Task description: According to the text on the history of Borsea, who destroyed the hamlet of Crocetta, and in what month and year?

Text segment:
──────────
From independent municipality to hamlet of Rovigo

Until 1927 Borsea was an independent municipality of Polesine, with its own administration and civic identity. Under the administrative reorganisation of the Fascist era it was suppressed and absorbed into the municipality of Rovigo, together with neighbouring hamlets such as Boara Polesine, Buso, Sarzano, Concadirame, Grignano di Polesine and Sant'Apollinare con Selva. Since then Borsea has kept the physiognomy of a distinct village, with its own parish and a recognisable built-up centre, even though it is administratively part of the city. This condition of a 'village within the city' is common to many hamlets of the lower Po plain, and is still reflected today in the way its residents speak of it as a place apart from Rovigo, even while being part of it.

The vanished hamlet of Crocetta

In the territory of Borsea, in what are now the localities of Spianata and Santa Rita, there once stood the hamlet of Crocetta, or Croxe in Venetian dialect, whose name came from the crossing of three roads leading to Tassina, Grignano and Borsea, still recognisable today in the centre of Santa Rita. The hamlet, with its manor house and oratory, was mined and razed to the ground by Austrian troops in April 1864, to create a defensive clearing in front of a nearby fortress, in anticipation of a possible Italian invasion. That episode is the origin of the name of the present-day locality. It is one of the few well-documented and verifiable historical events tied to Borsea, and it illustrates well how Polesine was for centuries a borderland of military outposts rather than of great monuments.
──────────
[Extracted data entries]
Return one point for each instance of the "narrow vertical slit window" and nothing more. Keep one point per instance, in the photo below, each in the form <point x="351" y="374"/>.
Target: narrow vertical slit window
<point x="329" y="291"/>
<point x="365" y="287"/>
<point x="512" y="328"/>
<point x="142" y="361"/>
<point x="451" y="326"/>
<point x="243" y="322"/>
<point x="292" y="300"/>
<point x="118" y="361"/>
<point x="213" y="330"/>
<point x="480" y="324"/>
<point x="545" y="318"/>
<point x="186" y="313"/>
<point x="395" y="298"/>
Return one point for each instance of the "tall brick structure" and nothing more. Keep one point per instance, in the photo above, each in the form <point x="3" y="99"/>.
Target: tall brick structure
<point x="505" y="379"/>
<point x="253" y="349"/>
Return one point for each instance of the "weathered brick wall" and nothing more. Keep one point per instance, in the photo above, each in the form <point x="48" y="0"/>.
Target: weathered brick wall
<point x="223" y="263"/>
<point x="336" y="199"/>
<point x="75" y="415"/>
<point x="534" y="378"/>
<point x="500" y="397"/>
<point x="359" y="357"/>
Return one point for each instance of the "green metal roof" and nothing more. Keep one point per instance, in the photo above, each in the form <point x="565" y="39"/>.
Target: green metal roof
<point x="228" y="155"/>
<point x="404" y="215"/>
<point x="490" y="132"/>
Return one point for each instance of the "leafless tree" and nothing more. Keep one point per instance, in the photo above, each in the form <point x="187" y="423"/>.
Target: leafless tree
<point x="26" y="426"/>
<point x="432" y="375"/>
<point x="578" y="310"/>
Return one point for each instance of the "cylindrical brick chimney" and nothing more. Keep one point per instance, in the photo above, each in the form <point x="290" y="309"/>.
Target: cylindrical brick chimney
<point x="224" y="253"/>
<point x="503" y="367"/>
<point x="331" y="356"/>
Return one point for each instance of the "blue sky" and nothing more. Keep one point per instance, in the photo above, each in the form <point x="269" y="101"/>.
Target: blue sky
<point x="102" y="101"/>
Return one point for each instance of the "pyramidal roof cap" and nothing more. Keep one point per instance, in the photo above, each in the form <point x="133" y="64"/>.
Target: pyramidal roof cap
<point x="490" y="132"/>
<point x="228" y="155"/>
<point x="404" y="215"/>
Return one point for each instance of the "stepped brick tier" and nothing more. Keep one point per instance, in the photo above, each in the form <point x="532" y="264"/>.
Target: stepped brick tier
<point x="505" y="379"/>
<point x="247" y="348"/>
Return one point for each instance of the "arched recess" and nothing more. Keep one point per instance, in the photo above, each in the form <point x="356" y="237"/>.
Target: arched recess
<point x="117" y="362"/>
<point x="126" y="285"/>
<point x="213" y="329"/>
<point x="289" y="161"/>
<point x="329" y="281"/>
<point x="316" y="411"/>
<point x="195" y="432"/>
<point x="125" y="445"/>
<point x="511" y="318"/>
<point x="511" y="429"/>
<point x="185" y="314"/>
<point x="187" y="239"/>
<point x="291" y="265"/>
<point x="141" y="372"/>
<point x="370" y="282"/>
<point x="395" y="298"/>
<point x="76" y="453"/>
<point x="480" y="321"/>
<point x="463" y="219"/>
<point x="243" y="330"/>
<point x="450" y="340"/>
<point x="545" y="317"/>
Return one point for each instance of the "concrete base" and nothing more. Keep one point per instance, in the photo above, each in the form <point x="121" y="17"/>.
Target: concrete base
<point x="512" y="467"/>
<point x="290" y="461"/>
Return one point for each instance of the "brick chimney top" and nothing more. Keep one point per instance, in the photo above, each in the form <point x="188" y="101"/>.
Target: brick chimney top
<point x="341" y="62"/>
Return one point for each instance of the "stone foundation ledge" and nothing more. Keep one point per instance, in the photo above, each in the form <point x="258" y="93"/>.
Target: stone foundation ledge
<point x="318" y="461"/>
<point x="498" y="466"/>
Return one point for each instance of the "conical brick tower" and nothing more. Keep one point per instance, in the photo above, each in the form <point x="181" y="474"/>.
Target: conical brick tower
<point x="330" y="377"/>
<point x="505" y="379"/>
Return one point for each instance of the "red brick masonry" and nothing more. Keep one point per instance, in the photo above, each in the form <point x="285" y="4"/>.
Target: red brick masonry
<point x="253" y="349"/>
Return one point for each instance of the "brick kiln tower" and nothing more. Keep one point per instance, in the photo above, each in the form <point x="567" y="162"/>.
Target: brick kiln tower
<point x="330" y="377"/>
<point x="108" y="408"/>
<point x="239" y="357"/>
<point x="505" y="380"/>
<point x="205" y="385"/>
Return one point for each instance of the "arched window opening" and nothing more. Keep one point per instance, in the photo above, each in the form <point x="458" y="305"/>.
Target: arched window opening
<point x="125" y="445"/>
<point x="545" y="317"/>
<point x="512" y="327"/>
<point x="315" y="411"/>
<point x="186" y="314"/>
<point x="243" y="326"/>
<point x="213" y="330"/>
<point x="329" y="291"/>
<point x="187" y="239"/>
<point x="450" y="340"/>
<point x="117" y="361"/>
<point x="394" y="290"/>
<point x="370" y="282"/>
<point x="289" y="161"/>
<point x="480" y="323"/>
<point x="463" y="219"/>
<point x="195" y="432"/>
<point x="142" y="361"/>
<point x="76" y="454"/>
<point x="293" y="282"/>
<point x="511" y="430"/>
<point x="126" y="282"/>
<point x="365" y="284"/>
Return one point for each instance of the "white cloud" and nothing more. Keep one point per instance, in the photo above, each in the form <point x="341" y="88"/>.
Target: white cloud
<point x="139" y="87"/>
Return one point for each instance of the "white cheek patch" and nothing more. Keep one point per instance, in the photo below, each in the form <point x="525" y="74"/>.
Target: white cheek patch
──────────
Response to this exercise: Austrian troops mined and razed it in April 1864.